To do: Within the listing, each line that has the string "group" should be copied.

-- Supplied data follows --

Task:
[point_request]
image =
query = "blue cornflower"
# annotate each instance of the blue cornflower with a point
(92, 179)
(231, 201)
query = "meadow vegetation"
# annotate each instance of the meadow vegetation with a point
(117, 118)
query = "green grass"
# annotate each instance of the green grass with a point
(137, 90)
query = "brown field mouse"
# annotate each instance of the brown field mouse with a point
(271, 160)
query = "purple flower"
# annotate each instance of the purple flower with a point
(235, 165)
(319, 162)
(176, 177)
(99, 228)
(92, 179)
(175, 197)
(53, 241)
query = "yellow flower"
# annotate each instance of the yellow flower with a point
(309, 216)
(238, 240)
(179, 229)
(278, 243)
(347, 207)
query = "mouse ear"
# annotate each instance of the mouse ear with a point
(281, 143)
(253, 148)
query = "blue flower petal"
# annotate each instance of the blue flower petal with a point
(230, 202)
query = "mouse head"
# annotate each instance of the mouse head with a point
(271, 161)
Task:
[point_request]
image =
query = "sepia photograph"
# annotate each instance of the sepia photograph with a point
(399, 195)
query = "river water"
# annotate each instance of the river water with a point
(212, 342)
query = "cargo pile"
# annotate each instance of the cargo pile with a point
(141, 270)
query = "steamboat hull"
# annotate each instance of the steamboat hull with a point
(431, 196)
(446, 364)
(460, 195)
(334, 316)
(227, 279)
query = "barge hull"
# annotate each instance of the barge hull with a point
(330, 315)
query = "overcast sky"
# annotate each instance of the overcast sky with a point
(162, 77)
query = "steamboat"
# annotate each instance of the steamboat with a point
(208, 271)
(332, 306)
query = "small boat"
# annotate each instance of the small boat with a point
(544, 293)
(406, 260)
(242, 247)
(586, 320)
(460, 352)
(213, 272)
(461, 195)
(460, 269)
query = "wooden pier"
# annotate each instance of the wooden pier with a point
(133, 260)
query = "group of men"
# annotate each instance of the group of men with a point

-- Supplied data concluded --

Response to the task:
query = "group of men"
# annotate each instance of the group of men with a point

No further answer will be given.